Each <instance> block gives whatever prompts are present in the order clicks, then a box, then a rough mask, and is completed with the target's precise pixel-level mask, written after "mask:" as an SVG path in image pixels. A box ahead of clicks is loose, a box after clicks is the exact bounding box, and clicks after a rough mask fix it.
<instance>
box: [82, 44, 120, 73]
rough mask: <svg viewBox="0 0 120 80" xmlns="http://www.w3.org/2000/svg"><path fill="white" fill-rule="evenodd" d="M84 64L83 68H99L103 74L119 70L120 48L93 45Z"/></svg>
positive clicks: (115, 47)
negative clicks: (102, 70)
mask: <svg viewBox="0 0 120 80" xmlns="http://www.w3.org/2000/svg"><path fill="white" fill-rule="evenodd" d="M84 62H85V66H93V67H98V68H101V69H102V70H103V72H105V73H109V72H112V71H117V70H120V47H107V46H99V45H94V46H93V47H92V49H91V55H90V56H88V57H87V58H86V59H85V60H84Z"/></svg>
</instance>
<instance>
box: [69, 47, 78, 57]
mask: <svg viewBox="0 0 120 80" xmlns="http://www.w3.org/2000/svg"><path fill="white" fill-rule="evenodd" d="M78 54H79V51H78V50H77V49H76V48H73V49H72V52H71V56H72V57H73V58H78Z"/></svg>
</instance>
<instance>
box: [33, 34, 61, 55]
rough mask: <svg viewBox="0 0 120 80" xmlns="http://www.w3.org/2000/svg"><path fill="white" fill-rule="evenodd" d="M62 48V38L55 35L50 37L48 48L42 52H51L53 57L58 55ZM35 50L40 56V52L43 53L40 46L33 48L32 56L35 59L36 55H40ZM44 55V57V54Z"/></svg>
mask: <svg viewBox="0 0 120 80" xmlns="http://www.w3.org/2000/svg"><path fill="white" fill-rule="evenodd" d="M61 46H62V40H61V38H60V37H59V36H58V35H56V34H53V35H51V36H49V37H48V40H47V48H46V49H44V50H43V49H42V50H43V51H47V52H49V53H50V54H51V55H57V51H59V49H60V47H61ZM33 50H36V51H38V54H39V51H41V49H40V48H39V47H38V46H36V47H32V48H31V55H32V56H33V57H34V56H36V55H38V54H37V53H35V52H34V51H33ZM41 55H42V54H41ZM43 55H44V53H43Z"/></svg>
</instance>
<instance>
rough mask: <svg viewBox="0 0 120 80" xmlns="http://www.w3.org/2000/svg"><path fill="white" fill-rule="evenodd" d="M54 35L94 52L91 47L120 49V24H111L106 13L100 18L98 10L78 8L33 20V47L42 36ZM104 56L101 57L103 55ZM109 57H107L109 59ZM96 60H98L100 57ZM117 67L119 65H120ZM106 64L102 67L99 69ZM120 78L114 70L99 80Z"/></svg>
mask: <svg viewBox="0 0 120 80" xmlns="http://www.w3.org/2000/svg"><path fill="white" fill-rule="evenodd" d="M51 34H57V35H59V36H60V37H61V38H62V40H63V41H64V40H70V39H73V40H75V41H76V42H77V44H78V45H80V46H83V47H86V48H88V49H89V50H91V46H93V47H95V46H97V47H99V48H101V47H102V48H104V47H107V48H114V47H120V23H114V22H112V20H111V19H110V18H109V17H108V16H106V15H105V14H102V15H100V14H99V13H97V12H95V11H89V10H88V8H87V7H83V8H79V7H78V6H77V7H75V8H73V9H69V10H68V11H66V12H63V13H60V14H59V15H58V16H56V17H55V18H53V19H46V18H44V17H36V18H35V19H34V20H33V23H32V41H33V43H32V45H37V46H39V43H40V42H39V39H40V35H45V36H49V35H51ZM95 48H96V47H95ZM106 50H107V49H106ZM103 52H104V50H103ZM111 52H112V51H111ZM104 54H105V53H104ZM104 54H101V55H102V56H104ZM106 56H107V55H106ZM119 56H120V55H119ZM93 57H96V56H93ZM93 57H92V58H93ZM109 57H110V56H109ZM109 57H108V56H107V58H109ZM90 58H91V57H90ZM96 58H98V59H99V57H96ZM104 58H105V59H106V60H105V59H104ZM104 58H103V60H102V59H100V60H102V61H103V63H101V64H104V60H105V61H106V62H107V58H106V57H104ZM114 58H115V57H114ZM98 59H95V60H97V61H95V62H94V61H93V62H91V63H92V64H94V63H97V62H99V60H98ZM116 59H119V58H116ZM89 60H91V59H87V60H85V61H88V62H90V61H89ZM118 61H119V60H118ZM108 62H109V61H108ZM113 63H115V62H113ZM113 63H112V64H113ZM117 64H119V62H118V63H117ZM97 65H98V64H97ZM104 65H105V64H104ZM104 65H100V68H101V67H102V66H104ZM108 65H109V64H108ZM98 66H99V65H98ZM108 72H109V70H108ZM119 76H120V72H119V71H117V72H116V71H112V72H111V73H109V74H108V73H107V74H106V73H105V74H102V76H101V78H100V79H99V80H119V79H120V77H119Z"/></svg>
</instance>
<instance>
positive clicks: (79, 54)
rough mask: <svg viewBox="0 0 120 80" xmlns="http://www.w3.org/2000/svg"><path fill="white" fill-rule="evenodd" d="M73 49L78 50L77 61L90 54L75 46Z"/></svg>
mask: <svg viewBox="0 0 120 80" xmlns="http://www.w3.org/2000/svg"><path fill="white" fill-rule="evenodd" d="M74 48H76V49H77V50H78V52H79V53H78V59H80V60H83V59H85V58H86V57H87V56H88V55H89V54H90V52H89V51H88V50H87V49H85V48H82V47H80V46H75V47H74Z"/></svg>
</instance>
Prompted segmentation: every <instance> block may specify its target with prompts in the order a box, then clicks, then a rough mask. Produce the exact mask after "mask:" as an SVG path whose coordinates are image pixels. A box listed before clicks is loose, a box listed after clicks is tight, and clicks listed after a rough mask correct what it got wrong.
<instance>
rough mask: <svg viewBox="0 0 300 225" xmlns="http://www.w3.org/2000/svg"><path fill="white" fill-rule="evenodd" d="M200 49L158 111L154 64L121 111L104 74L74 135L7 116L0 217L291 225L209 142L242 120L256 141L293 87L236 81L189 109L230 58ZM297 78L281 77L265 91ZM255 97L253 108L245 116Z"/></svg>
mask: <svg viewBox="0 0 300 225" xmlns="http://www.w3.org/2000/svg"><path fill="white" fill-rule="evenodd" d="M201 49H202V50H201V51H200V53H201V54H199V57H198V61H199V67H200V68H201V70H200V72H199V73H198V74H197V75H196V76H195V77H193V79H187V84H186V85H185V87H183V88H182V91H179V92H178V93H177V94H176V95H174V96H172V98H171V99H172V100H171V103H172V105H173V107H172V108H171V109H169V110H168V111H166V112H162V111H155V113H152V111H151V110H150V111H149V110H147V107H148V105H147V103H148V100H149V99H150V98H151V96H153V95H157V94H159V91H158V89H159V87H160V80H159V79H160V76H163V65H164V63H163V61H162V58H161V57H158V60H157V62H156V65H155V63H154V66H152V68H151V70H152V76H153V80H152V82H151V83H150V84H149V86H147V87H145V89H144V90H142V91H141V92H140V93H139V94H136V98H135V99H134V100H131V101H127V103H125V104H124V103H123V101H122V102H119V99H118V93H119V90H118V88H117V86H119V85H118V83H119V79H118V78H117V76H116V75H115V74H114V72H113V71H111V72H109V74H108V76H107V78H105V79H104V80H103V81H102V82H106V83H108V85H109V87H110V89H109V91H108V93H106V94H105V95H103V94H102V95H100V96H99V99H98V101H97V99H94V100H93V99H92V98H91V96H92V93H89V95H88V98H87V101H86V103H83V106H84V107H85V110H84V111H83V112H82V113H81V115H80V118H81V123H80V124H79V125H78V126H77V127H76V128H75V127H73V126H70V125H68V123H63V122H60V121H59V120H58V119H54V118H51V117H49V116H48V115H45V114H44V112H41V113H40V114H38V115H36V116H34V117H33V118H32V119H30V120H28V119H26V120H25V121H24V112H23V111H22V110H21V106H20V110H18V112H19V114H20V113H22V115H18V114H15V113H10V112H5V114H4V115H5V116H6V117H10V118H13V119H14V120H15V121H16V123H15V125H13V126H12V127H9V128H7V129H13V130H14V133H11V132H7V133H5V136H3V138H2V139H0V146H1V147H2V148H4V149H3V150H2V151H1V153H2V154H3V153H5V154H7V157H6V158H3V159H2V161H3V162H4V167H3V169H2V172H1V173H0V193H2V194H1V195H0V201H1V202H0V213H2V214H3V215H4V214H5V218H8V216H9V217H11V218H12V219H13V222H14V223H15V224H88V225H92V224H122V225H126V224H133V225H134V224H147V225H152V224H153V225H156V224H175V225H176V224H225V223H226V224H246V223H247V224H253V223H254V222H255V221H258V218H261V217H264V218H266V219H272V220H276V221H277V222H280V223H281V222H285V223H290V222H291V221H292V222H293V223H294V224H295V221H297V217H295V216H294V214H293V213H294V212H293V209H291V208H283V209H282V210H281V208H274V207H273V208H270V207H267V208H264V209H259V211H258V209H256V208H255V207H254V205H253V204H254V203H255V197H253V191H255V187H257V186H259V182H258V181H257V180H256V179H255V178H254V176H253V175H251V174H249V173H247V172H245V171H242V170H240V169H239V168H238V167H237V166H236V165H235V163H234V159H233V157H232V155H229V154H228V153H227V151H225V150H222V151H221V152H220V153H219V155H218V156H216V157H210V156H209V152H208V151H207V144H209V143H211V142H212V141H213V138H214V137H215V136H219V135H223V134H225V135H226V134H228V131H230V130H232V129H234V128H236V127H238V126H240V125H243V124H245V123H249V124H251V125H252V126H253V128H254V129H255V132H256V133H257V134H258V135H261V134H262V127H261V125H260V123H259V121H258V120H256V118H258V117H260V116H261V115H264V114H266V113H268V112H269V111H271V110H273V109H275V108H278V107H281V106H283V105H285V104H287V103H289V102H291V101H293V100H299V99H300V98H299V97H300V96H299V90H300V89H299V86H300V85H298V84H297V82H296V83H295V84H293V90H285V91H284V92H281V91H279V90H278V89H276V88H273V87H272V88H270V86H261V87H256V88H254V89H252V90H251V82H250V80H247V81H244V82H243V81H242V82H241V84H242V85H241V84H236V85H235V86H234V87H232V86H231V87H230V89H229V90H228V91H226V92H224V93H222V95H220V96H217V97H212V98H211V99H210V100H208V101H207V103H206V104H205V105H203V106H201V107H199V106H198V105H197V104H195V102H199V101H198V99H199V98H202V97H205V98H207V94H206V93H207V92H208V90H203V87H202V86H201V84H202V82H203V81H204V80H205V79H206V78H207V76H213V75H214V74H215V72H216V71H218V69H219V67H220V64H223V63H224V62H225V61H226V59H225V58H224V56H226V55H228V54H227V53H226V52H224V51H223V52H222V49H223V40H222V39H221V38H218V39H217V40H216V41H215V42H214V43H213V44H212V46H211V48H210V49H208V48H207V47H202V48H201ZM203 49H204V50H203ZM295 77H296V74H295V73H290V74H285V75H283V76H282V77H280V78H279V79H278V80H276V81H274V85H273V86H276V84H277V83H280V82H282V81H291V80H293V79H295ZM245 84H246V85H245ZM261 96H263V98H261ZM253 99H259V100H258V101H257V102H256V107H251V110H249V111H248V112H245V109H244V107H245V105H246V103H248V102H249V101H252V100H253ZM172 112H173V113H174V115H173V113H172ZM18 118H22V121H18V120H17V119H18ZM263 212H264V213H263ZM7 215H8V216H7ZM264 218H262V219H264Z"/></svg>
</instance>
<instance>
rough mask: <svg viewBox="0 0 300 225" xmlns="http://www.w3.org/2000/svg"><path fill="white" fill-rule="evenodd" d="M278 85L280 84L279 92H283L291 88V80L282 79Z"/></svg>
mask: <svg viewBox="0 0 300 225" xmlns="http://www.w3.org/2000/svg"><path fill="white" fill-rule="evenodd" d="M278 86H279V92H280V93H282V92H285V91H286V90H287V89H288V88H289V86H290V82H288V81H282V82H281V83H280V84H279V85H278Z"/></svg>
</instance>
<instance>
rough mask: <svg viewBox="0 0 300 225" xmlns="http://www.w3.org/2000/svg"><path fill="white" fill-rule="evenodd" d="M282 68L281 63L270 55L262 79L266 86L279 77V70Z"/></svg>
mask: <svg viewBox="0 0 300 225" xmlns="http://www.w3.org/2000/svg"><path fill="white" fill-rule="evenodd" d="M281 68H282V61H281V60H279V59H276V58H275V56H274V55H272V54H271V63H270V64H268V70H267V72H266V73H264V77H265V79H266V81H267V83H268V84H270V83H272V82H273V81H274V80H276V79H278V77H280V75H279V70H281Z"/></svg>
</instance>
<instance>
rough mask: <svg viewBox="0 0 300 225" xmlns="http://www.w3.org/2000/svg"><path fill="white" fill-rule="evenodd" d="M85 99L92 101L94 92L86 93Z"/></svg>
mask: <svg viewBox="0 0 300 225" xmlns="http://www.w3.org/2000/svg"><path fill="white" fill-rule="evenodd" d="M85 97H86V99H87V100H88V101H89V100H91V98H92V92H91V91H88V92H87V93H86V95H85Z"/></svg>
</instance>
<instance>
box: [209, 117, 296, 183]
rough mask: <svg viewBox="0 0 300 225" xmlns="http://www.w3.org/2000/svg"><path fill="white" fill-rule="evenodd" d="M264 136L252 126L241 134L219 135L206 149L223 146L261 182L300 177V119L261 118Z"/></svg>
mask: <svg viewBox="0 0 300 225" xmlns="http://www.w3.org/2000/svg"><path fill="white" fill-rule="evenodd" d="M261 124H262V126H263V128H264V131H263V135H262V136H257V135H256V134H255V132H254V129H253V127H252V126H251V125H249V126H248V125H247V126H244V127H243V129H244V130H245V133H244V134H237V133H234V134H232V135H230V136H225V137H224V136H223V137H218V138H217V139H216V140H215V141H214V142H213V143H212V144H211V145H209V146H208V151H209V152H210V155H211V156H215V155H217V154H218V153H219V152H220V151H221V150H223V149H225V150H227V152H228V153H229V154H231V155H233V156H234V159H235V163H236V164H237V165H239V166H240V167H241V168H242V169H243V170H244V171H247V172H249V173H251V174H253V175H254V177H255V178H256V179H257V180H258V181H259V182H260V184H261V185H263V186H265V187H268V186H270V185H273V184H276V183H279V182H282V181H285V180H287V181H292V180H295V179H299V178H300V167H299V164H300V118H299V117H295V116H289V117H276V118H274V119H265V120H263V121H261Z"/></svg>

▶ **Required action**
Would you copy all lines in the records where the string "positive" appears?

▶ **Solution to this task**
positive clicks: (115, 47)
positive clicks: (79, 54)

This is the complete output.